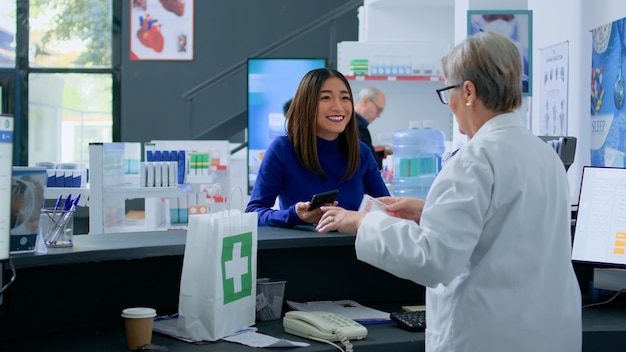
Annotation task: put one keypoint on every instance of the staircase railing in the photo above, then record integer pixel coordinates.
(238, 121)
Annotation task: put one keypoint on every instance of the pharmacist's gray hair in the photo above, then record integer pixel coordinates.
(493, 63)
(370, 93)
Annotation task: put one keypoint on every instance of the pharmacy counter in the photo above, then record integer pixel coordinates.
(89, 284)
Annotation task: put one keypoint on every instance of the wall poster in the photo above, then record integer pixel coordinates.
(607, 113)
(553, 117)
(514, 24)
(161, 30)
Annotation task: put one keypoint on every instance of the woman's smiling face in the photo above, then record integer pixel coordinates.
(334, 109)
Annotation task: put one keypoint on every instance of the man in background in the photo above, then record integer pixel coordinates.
(370, 105)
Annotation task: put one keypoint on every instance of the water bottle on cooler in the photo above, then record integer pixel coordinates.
(417, 156)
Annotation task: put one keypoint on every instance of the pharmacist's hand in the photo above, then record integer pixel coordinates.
(311, 217)
(339, 219)
(404, 207)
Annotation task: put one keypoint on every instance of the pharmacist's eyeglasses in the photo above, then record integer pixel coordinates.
(444, 94)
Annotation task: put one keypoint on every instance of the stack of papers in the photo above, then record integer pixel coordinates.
(348, 308)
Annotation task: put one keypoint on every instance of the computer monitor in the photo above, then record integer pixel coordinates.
(564, 146)
(6, 162)
(271, 82)
(600, 232)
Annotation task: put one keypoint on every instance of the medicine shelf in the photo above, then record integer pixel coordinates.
(135, 191)
(423, 78)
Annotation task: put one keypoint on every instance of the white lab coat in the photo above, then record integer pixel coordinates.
(493, 247)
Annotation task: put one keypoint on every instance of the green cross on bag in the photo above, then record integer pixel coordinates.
(237, 267)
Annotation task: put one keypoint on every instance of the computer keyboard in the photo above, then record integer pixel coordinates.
(411, 321)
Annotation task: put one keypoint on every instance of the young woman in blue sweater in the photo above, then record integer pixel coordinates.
(321, 152)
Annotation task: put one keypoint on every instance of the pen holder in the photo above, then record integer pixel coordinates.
(57, 227)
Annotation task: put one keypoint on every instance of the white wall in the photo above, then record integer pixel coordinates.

● ● ● ●

# Problem details:
Print everything from the line that contains "Annotation task: put one keypoint on every instance of the young" down to the end of the entries, exactly as they appear.

# The result:
Annotation task: put one keypoint on every instance of the young woman in blue sweater in the photo above, then record integer pixel coordinates.
(321, 152)
Annotation task: put one keypoint on every instance of the pen holder in the photo above, then record integer pixel coordinates.
(57, 227)
Annotation task: put one keypoint on every instance of the white wall in the photo above, then record integer pixel coordinates.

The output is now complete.